* Given entries:
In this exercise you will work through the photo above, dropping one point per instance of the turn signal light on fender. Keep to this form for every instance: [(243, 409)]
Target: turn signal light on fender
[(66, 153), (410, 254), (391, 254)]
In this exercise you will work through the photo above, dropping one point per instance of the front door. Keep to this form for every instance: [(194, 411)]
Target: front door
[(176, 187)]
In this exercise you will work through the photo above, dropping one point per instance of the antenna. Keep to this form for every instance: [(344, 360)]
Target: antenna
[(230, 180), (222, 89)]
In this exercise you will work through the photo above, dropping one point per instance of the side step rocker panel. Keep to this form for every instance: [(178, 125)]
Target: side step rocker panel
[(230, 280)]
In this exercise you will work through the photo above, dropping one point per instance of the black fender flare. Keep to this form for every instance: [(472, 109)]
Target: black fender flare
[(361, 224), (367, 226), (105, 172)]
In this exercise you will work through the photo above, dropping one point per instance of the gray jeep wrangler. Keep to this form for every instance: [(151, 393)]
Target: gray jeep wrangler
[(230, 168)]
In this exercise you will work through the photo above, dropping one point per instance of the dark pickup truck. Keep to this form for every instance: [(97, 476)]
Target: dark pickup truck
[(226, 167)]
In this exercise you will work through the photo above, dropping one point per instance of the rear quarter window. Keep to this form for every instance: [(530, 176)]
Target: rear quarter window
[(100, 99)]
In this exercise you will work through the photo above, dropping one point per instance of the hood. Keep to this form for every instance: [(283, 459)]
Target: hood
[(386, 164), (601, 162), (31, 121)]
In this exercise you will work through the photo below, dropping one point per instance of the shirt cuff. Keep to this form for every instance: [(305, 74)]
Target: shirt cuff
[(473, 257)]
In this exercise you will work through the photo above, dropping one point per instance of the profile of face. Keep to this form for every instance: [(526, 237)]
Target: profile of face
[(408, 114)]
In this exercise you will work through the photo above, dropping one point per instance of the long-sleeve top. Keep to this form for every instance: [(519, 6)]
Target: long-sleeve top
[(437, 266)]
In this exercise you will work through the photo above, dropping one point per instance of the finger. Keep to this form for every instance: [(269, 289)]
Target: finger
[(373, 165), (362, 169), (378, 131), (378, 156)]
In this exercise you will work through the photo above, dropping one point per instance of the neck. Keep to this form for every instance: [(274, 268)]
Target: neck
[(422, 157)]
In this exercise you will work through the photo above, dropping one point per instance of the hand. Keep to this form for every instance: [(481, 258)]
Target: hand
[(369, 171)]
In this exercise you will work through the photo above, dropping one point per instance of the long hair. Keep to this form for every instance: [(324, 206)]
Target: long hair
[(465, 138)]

* What is being asked:
Rewrite all of the material above, putting "placing" wherever "dropping" appears and leaving everything else as it is.

* Answer to this task:
In this exercise you will work through the photo above, placing one point per instance of the turn signal light on fender. Keep to this form for every instance: [(243, 409)]
Target: turn signal light on fender
[(66, 153), (410, 254), (391, 254)]
In this exercise you will work through the photo above, placing one point per instance of the front door. Keep to this form for every instance: [(194, 411)]
Target: front door
[(176, 187)]
In this exercise you will work through the photo above, placing one point per instance of the antenna. Keep to this form for every instance: [(344, 360)]
Target: antenna
[(230, 180), (222, 89)]
In this exercise you will work through the photo above, placing one point per instance of the side step rocker panel. Keep to this form for every instance: [(178, 125)]
Target: side step rocker panel
[(230, 280)]
In this exercise you will work through the photo above, placing one point per instance of the black fender flare. Keep to this form for every instance: [(472, 109)]
Target: black fender flare
[(361, 224), (367, 226), (105, 172)]
In this exercise you will work through the photo above, placing one point per instance of the gray jeep wrangler. Keep to this form for every instance: [(151, 393)]
Target: gray jeep wrangler
[(230, 168)]
In this exercise you will work through the photo above, placing one point per instance of the dark pickup truck. Keep to this form for every instance: [(97, 476)]
Target: dark pickup truck
[(226, 167)]
In this exercise you will work through the photo above, placing one point per instance of the rear quarter window. Keep to this form for every instance: [(530, 176)]
Target: rear quarter window
[(100, 99)]
In this exercise you will work through the photo above, placing one point per instance of the hood. Keep to this form for every instance: [(283, 459)]
Target: hood
[(386, 164), (601, 162), (31, 121)]
In this exercise you will work through the photo below, placing one point per instance of the shirt cuff. Keep to this form for every instance: [(305, 74)]
Target: shirt cuff
[(473, 257)]
In this exercise you will work through the photo above, placing one point per instance of the profile of face. Keep to this form for every instance: [(526, 237)]
Target: profile of face
[(408, 114)]
In this exercise you will work through the photo above, placing one point per instance of the long-sleeve top. Keep to this form for every instance: [(519, 6)]
Target: long-sleeve top
[(437, 266)]
In this exercise you will work through the photo above, placing one point per instance of the finger. Keep to this form for every instance: [(269, 289)]
Target: finger
[(373, 165), (362, 169), (378, 131), (378, 156)]
In this exercise you will work through the photo above, placing one point per instance of the neck. Keep to this form for every instance: [(274, 268)]
Target: neck
[(422, 157)]
In this exercise you will work through the photo above, placing one point per instance of the hand. Keep to this form for every instance: [(481, 258)]
Target: hand
[(369, 171)]
In this exercise you will work through the photo above, placing one point per instance of the long hair. Keep to this form for every instance: [(324, 206)]
Target: long hair
[(465, 138)]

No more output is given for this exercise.